Return the complete listing that follows, with each line reproduced exactly.
***** LISTING
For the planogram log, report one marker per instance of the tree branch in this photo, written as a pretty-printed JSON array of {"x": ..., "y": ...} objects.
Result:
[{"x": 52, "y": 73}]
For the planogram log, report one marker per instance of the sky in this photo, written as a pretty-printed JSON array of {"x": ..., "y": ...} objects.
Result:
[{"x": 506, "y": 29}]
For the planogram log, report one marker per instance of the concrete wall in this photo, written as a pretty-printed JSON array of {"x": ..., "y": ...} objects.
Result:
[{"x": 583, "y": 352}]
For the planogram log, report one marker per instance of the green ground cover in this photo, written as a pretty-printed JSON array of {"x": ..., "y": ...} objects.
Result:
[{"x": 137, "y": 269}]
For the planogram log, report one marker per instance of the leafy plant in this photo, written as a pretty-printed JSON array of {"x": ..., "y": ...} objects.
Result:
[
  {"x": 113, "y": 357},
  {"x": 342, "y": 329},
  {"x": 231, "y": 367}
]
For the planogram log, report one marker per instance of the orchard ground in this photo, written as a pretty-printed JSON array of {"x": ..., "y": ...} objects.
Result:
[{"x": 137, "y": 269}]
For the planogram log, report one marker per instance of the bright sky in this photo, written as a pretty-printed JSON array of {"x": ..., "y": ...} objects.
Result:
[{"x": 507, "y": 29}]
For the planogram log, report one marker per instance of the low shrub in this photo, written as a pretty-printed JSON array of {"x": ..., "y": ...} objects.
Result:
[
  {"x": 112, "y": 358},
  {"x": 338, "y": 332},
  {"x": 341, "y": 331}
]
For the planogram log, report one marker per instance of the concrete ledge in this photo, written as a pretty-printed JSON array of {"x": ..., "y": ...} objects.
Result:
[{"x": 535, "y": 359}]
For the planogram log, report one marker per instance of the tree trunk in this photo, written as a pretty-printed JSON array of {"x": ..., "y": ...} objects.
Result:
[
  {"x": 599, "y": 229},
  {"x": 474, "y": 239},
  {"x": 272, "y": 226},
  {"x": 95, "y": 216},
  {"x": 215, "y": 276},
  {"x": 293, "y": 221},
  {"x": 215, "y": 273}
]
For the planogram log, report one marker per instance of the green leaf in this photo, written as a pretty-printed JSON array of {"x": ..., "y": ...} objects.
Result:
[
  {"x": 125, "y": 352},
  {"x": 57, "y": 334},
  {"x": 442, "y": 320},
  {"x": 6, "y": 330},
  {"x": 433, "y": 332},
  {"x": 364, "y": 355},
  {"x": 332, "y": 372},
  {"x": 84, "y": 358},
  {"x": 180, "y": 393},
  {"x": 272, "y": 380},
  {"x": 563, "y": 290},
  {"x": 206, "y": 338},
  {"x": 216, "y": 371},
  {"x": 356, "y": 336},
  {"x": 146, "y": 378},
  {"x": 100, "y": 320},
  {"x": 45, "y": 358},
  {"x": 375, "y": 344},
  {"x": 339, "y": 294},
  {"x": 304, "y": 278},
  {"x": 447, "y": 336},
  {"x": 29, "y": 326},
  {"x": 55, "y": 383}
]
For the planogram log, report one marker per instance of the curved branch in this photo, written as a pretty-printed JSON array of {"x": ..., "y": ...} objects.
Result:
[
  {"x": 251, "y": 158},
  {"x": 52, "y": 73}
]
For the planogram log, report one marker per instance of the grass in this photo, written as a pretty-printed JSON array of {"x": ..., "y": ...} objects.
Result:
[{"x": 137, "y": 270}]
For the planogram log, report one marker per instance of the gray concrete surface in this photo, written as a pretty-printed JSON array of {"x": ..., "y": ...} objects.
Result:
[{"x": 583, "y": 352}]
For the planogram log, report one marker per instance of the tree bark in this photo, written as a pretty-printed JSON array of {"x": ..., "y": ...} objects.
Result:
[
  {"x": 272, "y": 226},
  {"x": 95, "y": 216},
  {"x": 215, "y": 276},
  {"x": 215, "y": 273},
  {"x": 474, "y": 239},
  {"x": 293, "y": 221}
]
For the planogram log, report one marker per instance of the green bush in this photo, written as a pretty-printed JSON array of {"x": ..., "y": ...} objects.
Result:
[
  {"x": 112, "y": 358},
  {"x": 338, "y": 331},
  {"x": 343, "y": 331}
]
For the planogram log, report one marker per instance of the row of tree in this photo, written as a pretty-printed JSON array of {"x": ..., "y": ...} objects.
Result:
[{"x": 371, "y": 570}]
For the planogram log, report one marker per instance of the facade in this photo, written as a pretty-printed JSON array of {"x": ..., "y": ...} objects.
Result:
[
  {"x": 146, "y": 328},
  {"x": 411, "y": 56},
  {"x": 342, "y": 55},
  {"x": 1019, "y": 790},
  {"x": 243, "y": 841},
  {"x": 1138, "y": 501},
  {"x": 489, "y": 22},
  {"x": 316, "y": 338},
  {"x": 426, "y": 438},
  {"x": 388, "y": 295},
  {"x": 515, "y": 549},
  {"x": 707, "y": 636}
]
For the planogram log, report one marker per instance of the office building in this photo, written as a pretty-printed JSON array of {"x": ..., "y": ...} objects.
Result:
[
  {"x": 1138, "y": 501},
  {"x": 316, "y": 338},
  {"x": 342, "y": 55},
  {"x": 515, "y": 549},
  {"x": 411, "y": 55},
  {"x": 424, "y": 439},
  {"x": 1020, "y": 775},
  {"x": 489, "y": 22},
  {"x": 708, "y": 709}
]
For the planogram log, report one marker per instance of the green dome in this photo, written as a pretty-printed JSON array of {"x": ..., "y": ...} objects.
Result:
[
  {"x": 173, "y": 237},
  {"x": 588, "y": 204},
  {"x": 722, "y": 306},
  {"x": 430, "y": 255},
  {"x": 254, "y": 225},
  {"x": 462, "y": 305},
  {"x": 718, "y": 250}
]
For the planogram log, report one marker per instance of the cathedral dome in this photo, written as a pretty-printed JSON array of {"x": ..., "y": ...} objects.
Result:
**********
TASK OUTPUT:
For the planogram log, report one marker per instance of the tree branch in this photo, written as a pretty-printed JSON array of {"x": ..., "y": ...} objects.
Result:
[{"x": 52, "y": 73}]
For the planogram log, report one marker per instance of the sky in this photo, written as a pretty-printed JSON array of {"x": ..., "y": ...} objects.
Result:
[{"x": 506, "y": 29}]
For the planogram log, report one marker per instance of the concrete wall in this photo, written as a pretty-printed JSON array of {"x": ..., "y": ...} objects.
Result:
[{"x": 583, "y": 352}]
For the planogram log, report one marker per instance of the green ground cover in this photo, written as a pretty-printed JSON array of {"x": ..., "y": ...} objects.
Result:
[{"x": 137, "y": 269}]
For the planogram log, report one marker per instance of the leafy plant in this photo, written as a pretty-printed JSON array of {"x": ..., "y": ...} objects.
Result:
[
  {"x": 113, "y": 357},
  {"x": 342, "y": 329},
  {"x": 231, "y": 367}
]
For the planogram log, report one marker per instance of the orchard ground in this photo, written as a pretty-printed JSON array of {"x": ..., "y": ...} objects.
Result:
[{"x": 137, "y": 269}]
For the planogram log, report one marker per instance of the bright sky in this photo, written as a pretty-printed JSON array of {"x": ..., "y": ...} objects.
Result:
[{"x": 507, "y": 29}]
For the planogram log, report one marker per instance of the low shrub in this photo, written as a pretty-printed JSON array of {"x": ..., "y": ...} objects.
Result:
[
  {"x": 112, "y": 358},
  {"x": 338, "y": 332},
  {"x": 341, "y": 331}
]
For the planogram log, report one marker per instance of the concrete ledge in this photo, written as a pretty-printed JSON array of {"x": ..., "y": ...} objects.
Result:
[{"x": 535, "y": 359}]
For the planogram log, report one marker per instance of the tree trunk in this photo, written as a pretty-printed JSON array of {"x": ..., "y": ...} objects.
Result:
[
  {"x": 599, "y": 229},
  {"x": 474, "y": 239},
  {"x": 272, "y": 226},
  {"x": 95, "y": 216},
  {"x": 215, "y": 276},
  {"x": 293, "y": 221},
  {"x": 215, "y": 273}
]
For the planogram log, report one marker per instance of the green leaf in this photo, written as a pretty-printed JSON array of {"x": ..., "y": ...} objects.
Result:
[
  {"x": 125, "y": 352},
  {"x": 57, "y": 334},
  {"x": 442, "y": 320},
  {"x": 6, "y": 330},
  {"x": 433, "y": 332},
  {"x": 364, "y": 355},
  {"x": 332, "y": 372},
  {"x": 84, "y": 358},
  {"x": 180, "y": 393},
  {"x": 272, "y": 380},
  {"x": 563, "y": 290},
  {"x": 206, "y": 338},
  {"x": 216, "y": 371},
  {"x": 356, "y": 336},
  {"x": 146, "y": 378},
  {"x": 100, "y": 320},
  {"x": 45, "y": 358},
  {"x": 375, "y": 344},
  {"x": 339, "y": 294},
  {"x": 304, "y": 278},
  {"x": 447, "y": 336},
  {"x": 29, "y": 326},
  {"x": 55, "y": 383}
]
For the planogram log, report one marker per instance of the curved branch in this photo, written as a pretty-printed JSON array of {"x": ..., "y": ...} objects.
Result:
[
  {"x": 251, "y": 158},
  {"x": 52, "y": 73}
]
For the planogram log, report one marker per instance of the grass in this photo, written as a pretty-printed JSON array of {"x": ..., "y": ...} objects.
Result:
[{"x": 137, "y": 270}]
For the planogram log, report one marker per instance of the gray concrete surface in this photo, written as a pretty-printed JSON array of {"x": ..., "y": ...} objects.
Result:
[{"x": 583, "y": 352}]
For the planogram log, report one marker per instance of the tree bark in this photo, written as a pretty-printed JSON array of {"x": ..., "y": ...} objects.
Result:
[
  {"x": 272, "y": 226},
  {"x": 95, "y": 216},
  {"x": 215, "y": 276},
  {"x": 215, "y": 273},
  {"x": 474, "y": 239},
  {"x": 293, "y": 221}
]
For the planogram log, report one marker per instance of the green bush in this photo, written as a pretty-printed JSON array of {"x": ..., "y": ...} objects.
Result:
[
  {"x": 112, "y": 358},
  {"x": 338, "y": 331},
  {"x": 343, "y": 331}
]
For the planogram log, report one marker per instance of the row of tree in this photo, written as a pretty-printed JSON array of {"x": ..., "y": ...} objects.
Result:
[{"x": 371, "y": 570}]
For the planogram log, report one marker per instance of the facade in this photo, written as a pretty-printed JSON array of {"x": ..., "y": ...} objects.
Result:
[
  {"x": 146, "y": 328},
  {"x": 411, "y": 56},
  {"x": 342, "y": 55},
  {"x": 1019, "y": 790},
  {"x": 243, "y": 841},
  {"x": 1138, "y": 501},
  {"x": 489, "y": 22},
  {"x": 316, "y": 338},
  {"x": 426, "y": 438},
  {"x": 388, "y": 295},
  {"x": 515, "y": 549},
  {"x": 707, "y": 636}
]
For the planogram log, report one marker per instance of the office building in this photo, written as a pretty-printed JSON array of {"x": ..., "y": ...} objects.
Result:
[
  {"x": 1138, "y": 501},
  {"x": 316, "y": 338},
  {"x": 342, "y": 55},
  {"x": 515, "y": 549},
  {"x": 411, "y": 55},
  {"x": 424, "y": 439},
  {"x": 1020, "y": 775},
  {"x": 489, "y": 22},
  {"x": 708, "y": 709}
]
For the planogram log, report one marker per instance of the green dome in this photo, written as a pretty-printed JSON array of {"x": ..., "y": ...} objects.
Result:
[
  {"x": 173, "y": 237},
  {"x": 588, "y": 204},
  {"x": 722, "y": 306},
  {"x": 430, "y": 255},
  {"x": 254, "y": 225},
  {"x": 462, "y": 305},
  {"x": 718, "y": 250}
]
For the planogram log, report one marker per instance of the cathedral dome in this photo, written as a pretty-printed JSON array of {"x": ..., "y": ...} objects.
Result:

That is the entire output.